## BEGIN TEXT EXCERPT
The main page related to statistical text analysis is here. The present page has the following topics:
The most elementary statistics of the Voynich MS text are the number of characters and the number of words in the MS. No authoritative figures for this have been published, but based on the available transliterations, they will be derived here. Both numbers are uncertain, because of the uncertainty in the definition of the character set in the MS, and the uncertainty about word spaces. Both statistics can be derived from transliteration files, the completeness of which has been reported here. The GC and ZL files are the most suitable for this purpose (1).
The ZL transliteration is complete, but the Eva alphabet in which it has been expressed is not suitable for counting characters. We will come back to it below. The GC transliteration is 99.6% complete. It lacks only 22 loci, all of type "L" (label or single word). The v101 transliteration alphabet it uses has been designed to represent what its designer considered single characters by single transliteration characters. Counting the symbol for unknown characters: "?" as a single character, and not counting certain or uncertain spaces, this transliteration includes 158,959 characters. For the 22 missing labels we may add an estimated 130 characters, bringing the estimated total to 159,089 which we may round to 159,100.
To count characters in the ZL transliteration file, all alternate readings are resolved to the first option, and ligature brackets { } are removed. The character count using Eva is 194,570 . In this count, all unreadable characters are counted as one, while unknown sequences of unreadable characters have been counted as three. In any case, this number is not particularly useful. To obtain a better count, the text may be converted to the Cuva alphabet as described further below, while deleting all 'quote' symbols. In this case, the count of characters becomes 166,232 .
## END TEXT EXCERPT
SET PROBLEM 1:
Render the records as a numbered list with no blank lines, starting at the line containing "Expected: one point per instance of the gravel" and ending at the last line of the records.
## BEGIN DATA SECTION
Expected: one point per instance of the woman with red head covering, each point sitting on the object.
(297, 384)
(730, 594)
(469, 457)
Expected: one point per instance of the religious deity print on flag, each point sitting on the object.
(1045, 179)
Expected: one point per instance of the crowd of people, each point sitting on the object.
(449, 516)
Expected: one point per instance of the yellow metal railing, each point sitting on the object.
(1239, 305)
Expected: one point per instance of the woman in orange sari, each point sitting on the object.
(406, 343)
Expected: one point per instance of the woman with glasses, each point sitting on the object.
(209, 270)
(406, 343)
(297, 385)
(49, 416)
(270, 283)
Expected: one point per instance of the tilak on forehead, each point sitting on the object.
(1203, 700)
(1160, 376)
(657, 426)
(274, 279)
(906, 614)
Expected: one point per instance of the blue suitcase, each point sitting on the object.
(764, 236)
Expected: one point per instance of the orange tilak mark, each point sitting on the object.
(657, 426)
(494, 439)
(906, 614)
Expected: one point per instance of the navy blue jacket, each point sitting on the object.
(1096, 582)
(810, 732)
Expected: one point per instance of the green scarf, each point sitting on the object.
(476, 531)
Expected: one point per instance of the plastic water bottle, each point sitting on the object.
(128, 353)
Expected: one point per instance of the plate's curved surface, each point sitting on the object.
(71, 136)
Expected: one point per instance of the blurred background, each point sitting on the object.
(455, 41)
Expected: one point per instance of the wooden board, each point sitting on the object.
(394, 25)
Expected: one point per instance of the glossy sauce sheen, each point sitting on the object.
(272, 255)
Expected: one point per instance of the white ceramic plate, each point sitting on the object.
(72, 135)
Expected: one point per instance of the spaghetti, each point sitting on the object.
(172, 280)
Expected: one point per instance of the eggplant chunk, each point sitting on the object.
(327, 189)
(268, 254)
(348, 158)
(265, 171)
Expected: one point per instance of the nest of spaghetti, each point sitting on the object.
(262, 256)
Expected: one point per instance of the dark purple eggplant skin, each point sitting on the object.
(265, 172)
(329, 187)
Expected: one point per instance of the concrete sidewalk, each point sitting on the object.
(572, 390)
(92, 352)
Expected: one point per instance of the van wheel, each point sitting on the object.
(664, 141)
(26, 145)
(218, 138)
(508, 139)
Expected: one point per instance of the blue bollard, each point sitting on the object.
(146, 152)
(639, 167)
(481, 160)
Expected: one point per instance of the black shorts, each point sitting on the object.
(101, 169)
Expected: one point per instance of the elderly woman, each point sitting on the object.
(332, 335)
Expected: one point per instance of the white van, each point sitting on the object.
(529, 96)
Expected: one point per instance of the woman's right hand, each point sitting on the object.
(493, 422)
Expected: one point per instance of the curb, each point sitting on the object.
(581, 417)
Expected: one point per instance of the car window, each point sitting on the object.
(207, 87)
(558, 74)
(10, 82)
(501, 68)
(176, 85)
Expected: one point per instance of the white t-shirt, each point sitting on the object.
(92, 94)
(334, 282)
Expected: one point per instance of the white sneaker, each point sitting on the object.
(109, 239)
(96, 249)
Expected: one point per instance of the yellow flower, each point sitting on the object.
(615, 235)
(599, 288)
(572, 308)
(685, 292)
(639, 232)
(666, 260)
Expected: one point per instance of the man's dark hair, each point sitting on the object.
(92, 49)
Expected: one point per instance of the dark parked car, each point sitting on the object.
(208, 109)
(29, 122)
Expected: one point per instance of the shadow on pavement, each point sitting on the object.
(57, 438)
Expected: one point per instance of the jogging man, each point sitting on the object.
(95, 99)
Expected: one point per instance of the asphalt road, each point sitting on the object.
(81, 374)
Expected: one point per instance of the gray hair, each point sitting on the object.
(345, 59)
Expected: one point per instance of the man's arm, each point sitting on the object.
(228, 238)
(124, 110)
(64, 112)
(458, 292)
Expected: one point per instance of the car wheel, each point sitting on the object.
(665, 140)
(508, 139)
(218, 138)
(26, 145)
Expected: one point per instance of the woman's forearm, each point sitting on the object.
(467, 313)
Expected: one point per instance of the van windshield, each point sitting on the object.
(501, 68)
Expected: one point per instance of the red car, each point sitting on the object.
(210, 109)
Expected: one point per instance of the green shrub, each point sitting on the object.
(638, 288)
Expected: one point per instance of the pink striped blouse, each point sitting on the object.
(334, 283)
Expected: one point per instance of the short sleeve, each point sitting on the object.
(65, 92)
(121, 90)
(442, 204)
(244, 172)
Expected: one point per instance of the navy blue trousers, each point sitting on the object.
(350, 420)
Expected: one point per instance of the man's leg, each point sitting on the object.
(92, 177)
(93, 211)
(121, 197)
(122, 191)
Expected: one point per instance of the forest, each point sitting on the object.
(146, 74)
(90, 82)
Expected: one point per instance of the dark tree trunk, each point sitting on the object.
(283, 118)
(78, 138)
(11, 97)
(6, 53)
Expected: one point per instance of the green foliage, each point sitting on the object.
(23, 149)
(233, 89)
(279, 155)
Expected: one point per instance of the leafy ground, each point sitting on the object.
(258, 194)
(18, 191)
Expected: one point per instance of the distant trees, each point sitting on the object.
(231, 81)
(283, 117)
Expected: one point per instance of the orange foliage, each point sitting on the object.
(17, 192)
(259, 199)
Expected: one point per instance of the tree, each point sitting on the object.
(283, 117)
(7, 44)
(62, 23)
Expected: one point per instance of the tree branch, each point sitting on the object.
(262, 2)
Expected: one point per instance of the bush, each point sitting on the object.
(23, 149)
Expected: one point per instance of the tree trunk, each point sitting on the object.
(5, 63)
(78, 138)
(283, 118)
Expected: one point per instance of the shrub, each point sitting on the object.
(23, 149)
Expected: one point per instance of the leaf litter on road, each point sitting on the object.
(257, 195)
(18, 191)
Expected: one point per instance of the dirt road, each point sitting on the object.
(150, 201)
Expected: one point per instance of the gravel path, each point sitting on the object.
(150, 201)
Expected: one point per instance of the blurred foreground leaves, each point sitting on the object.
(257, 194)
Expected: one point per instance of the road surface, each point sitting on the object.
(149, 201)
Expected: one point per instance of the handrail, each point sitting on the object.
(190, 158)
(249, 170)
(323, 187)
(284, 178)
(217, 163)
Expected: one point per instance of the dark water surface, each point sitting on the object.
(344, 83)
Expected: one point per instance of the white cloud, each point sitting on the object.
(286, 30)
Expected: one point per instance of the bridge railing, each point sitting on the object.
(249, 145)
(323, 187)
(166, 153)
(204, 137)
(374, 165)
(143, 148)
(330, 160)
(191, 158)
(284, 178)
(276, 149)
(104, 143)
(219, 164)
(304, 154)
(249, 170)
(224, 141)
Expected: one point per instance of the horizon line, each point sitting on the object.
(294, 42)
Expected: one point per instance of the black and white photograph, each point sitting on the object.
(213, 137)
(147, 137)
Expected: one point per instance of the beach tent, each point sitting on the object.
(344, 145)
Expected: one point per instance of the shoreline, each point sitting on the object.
## END DATA SECTION
SET PROBLEM 2:
In the text on Voynich manuscript statistics, translate this sentence into German: "The ZL transliteration is complete, but the Eva alphabet in which it has been expressed is not suitable for counting characters."

FULL OUTPUT 1:
1. Expected: one point per instance of the gravel path, each point sitting on the object.
2. (150, 201)
3. Expected: one point per instance of the blurred foreground leaves, each point sitting on the object.
4. (257, 194)
5. Expected: one point per instance of the road surface, each point sitting on the object.
6. (149, 201)
7. Expected: one point per instance of the handrail, each point sitting on the object.
8. (190, 158)
9. (249, 170)
10. (323, 187)
11. (284, 178)
12. (217, 163)
13. Expected: one point per instance of the dark water surface, each point sitting on the object.
14. (344, 83)
15. Expected: one point per instance of the white cloud, each point sitting on the object.
16. (286, 30)
17. Expected: one point per instance of the bridge railing, each point sitting on the object.
18. (249, 145)
19. (323, 187)
20. (166, 153)
21. (204, 137)
22. (374, 165)
23. (143, 148)
24. (330, 160)
25. (191, 158)
26. (284, 178)
27. (276, 149)
28. (104, 143)
29. (219, 164)
30. (304, 154)
31. (249, 170)
32. (224, 141)
33. Expected: one point per instance of the horizon line, each point sitting on the object.
34. (294, 42)
35. Expected: one point per instance of the black and white photograph, each point sitting on the object.
36. (213, 137)
37. (147, 137)
38. Expected: one point per instance of the beach tent, each point sitting on the object.
39. (344, 145)
40. Expected: one point per instance of the shoreline, each point sitting on the object.

FULL OUTPUT 2:
Die ZL-Transliteration ist vollständig, aber das Eva-Alphabet, in dem sie ausgedrückt wurde, eignet sich nicht zum Zählen von Zeichen.